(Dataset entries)
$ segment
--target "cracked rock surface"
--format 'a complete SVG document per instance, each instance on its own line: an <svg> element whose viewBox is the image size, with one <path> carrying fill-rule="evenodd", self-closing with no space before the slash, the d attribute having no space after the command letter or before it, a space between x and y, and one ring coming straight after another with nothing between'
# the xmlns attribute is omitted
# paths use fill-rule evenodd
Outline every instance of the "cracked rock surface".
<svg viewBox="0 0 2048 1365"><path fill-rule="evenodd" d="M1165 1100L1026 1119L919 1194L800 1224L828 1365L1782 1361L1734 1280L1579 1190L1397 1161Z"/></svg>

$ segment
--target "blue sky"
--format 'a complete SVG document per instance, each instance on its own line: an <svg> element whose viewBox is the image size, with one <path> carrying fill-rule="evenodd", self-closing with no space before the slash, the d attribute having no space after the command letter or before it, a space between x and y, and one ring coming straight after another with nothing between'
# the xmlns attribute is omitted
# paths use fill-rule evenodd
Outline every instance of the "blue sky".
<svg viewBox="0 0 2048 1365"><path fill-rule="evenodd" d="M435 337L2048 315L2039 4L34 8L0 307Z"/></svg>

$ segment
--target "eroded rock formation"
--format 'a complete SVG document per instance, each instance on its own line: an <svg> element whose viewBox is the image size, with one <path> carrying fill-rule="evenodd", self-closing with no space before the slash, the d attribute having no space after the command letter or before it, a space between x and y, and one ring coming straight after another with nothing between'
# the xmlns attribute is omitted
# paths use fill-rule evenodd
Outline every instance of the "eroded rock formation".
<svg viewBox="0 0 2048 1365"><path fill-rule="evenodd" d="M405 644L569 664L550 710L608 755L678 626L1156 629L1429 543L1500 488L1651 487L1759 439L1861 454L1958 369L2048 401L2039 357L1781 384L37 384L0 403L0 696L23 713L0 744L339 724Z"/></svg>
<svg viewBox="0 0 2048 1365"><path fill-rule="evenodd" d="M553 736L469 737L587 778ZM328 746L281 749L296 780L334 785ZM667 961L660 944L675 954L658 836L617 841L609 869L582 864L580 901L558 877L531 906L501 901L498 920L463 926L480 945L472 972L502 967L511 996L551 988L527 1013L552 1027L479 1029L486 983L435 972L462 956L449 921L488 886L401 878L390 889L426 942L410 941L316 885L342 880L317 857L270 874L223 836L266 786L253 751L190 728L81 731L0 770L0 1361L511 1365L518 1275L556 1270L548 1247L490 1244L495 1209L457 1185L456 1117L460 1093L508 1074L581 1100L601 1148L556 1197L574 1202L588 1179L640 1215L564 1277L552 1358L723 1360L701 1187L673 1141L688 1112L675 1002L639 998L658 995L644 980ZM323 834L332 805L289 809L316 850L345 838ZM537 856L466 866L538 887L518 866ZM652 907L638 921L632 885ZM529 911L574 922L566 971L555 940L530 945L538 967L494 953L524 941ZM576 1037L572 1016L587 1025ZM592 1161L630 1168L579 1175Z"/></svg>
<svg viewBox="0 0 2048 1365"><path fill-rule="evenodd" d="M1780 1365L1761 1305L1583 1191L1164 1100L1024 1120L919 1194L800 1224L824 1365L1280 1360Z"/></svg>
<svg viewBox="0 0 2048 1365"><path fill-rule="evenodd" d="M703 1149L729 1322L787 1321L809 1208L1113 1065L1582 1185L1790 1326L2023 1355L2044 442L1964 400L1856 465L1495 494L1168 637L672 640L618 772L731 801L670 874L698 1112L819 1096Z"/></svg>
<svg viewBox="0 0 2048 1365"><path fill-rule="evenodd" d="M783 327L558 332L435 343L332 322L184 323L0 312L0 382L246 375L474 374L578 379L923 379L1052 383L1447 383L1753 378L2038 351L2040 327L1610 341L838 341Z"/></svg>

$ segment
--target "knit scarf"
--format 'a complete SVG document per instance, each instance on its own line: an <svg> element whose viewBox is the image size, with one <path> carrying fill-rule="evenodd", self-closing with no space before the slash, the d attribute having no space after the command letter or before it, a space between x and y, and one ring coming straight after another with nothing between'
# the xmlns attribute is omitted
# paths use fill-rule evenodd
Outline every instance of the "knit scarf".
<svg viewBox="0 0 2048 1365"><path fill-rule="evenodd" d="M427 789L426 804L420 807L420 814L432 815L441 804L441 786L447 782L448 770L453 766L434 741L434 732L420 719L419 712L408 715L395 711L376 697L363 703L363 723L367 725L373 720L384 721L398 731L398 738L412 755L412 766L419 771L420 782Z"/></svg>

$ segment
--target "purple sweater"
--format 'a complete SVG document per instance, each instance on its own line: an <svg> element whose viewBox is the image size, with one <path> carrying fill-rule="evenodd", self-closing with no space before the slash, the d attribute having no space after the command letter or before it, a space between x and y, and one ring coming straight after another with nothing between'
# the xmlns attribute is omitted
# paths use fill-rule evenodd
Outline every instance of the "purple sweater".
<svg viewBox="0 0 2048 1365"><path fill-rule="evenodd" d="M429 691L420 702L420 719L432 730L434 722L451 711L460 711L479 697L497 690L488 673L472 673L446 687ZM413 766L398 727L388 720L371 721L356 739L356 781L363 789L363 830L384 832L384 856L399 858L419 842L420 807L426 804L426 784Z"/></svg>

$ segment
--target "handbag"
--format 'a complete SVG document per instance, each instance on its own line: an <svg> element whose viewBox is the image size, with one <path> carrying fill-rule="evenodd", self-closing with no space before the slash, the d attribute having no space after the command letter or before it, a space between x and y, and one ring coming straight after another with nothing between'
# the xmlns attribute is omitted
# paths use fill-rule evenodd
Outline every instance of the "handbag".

- _YOUR GOAL_:
In the records above, find each line holding "handbag" and copy it.

- _ANSWER SECTION_:
--target "handbag"
Outline every instance of the "handbag".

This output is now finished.